== WHAT YOU WILL DO ==
Reproduce the following material exactly, including every line.

►

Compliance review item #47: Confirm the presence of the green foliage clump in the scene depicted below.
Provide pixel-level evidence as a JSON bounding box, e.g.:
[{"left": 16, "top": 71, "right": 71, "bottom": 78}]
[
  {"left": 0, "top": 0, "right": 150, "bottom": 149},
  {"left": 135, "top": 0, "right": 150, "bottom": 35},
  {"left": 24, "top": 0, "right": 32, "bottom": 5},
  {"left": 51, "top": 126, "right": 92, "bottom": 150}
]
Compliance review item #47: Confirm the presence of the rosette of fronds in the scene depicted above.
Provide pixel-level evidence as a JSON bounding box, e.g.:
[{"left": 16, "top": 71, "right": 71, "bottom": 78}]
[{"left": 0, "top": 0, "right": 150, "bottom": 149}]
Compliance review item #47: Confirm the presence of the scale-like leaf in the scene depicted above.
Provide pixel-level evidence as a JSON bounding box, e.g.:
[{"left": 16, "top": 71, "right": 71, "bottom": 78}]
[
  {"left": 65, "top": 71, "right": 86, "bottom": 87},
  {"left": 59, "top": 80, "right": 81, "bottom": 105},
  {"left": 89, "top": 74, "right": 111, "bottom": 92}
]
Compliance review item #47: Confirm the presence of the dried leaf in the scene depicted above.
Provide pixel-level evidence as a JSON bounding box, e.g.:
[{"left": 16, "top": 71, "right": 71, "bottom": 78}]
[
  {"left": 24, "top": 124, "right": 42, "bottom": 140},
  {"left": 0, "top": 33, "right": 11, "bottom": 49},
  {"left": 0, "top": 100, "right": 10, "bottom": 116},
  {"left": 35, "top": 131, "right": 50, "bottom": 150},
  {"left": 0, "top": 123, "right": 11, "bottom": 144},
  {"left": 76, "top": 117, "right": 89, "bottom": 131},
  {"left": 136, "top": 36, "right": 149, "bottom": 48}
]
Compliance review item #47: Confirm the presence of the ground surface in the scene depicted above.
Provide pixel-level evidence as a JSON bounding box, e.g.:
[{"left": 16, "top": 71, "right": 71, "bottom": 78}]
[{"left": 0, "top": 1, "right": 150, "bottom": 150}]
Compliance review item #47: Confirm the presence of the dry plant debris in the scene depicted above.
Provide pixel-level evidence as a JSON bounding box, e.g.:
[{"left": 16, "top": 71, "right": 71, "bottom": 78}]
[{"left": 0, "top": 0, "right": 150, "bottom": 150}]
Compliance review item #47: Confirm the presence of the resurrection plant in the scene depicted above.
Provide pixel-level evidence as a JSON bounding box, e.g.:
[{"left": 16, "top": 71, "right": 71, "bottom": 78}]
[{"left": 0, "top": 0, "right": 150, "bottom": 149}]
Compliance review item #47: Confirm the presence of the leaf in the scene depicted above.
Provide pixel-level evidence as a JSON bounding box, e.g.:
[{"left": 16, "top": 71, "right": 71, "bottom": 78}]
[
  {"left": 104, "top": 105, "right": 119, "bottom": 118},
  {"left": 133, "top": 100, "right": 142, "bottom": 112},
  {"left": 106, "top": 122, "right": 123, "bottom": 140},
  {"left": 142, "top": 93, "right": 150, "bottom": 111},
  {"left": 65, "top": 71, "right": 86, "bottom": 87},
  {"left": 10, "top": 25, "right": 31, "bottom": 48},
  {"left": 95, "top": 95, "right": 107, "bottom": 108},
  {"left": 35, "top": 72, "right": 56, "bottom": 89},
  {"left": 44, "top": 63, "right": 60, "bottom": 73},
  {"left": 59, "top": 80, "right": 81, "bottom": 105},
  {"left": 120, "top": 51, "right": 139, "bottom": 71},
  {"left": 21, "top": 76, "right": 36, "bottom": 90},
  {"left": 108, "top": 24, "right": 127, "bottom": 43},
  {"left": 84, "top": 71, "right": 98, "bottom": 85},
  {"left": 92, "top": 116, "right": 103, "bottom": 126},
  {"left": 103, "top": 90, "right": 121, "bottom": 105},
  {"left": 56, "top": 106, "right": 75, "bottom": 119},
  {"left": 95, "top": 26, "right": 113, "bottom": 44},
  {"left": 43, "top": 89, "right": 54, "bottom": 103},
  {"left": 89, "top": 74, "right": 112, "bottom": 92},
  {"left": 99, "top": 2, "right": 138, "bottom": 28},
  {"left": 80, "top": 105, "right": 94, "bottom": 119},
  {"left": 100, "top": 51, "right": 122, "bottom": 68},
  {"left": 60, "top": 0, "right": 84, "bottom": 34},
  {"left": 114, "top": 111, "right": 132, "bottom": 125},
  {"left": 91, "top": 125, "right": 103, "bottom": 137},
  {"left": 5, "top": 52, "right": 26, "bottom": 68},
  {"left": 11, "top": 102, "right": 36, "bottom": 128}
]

◄

== TASK ANSWER ==
Compliance review item #47: Confirm the presence of the green foliage clump in the scene depicted below.
Provide pixel-level evidence as a JSON bounding box, e.g.:
[{"left": 16, "top": 71, "right": 71, "bottom": 78}]
[
  {"left": 0, "top": 0, "right": 150, "bottom": 149},
  {"left": 135, "top": 0, "right": 150, "bottom": 35},
  {"left": 24, "top": 0, "right": 32, "bottom": 5},
  {"left": 51, "top": 126, "right": 92, "bottom": 150}
]
Compliance review item #47: Confirm the presence of the rosette of fronds in the scene depicted above.
Provide pixel-level evidence as a JSON bounding box, e.g.:
[{"left": 16, "top": 71, "right": 71, "bottom": 78}]
[{"left": 0, "top": 0, "right": 150, "bottom": 149}]
Compliance review item #47: Confirm the presence of the scale-like leaf in the scene depicted above.
Provide pixel-level evidence as a JSON bounding box, e.g.:
[{"left": 16, "top": 71, "right": 71, "bottom": 78}]
[
  {"left": 65, "top": 71, "right": 86, "bottom": 87},
  {"left": 59, "top": 80, "right": 81, "bottom": 105},
  {"left": 89, "top": 74, "right": 111, "bottom": 92}
]
Compliance review item #47: Confirm the presence of the dried leaf in the scene depicted above.
Provide pixel-level evidence as a JSON bounding box, e.g.:
[{"left": 16, "top": 71, "right": 71, "bottom": 78}]
[
  {"left": 24, "top": 124, "right": 42, "bottom": 140},
  {"left": 0, "top": 33, "right": 11, "bottom": 49},
  {"left": 0, "top": 100, "right": 10, "bottom": 116},
  {"left": 35, "top": 131, "right": 50, "bottom": 150},
  {"left": 0, "top": 123, "right": 11, "bottom": 144},
  {"left": 76, "top": 117, "right": 89, "bottom": 131},
  {"left": 136, "top": 36, "right": 149, "bottom": 48}
]
Compliance review item #47: Confirm the presence of the ground surface in the scene depicted above.
Provide pixel-level evidence as a JSON bounding box, e.g.:
[{"left": 16, "top": 71, "right": 71, "bottom": 78}]
[{"left": 0, "top": 1, "right": 150, "bottom": 150}]
Compliance review item #47: Confirm the presence of the dry plant debris in the scene depicted above.
Provide pixel-level evidence as a JSON bounding box, e.g.:
[{"left": 16, "top": 71, "right": 71, "bottom": 78}]
[{"left": 0, "top": 0, "right": 150, "bottom": 150}]
Compliance review item #47: Confirm the presence of the resurrection plant in the scene depicted above.
Provide pixel-level evidence as a JSON bounding box, e.g.:
[{"left": 16, "top": 71, "right": 71, "bottom": 78}]
[{"left": 0, "top": 0, "right": 150, "bottom": 149}]
Compliance review item #47: Confirm the presence of the leaf in the scene depicted above.
Provide pixel-level evidence as a JSON bounding box, e.g.:
[{"left": 16, "top": 71, "right": 71, "bottom": 78}]
[
  {"left": 104, "top": 105, "right": 119, "bottom": 118},
  {"left": 133, "top": 100, "right": 142, "bottom": 112},
  {"left": 106, "top": 122, "right": 123, "bottom": 140},
  {"left": 142, "top": 93, "right": 150, "bottom": 111},
  {"left": 65, "top": 71, "right": 86, "bottom": 87},
  {"left": 10, "top": 25, "right": 31, "bottom": 48},
  {"left": 95, "top": 95, "right": 107, "bottom": 108},
  {"left": 35, "top": 72, "right": 56, "bottom": 89},
  {"left": 44, "top": 63, "right": 60, "bottom": 73},
  {"left": 59, "top": 80, "right": 81, "bottom": 105},
  {"left": 120, "top": 51, "right": 139, "bottom": 71},
  {"left": 21, "top": 76, "right": 36, "bottom": 90},
  {"left": 108, "top": 24, "right": 127, "bottom": 43},
  {"left": 84, "top": 71, "right": 98, "bottom": 85},
  {"left": 92, "top": 116, "right": 103, "bottom": 126},
  {"left": 103, "top": 90, "right": 121, "bottom": 105},
  {"left": 56, "top": 106, "right": 75, "bottom": 119},
  {"left": 95, "top": 26, "right": 113, "bottom": 44},
  {"left": 43, "top": 89, "right": 54, "bottom": 103},
  {"left": 89, "top": 74, "right": 112, "bottom": 92},
  {"left": 99, "top": 2, "right": 138, "bottom": 28},
  {"left": 80, "top": 105, "right": 94, "bottom": 119},
  {"left": 100, "top": 51, "right": 122, "bottom": 68},
  {"left": 60, "top": 0, "right": 84, "bottom": 34},
  {"left": 114, "top": 111, "right": 132, "bottom": 125},
  {"left": 91, "top": 125, "right": 103, "bottom": 137},
  {"left": 5, "top": 52, "right": 26, "bottom": 68},
  {"left": 11, "top": 102, "right": 36, "bottom": 128}
]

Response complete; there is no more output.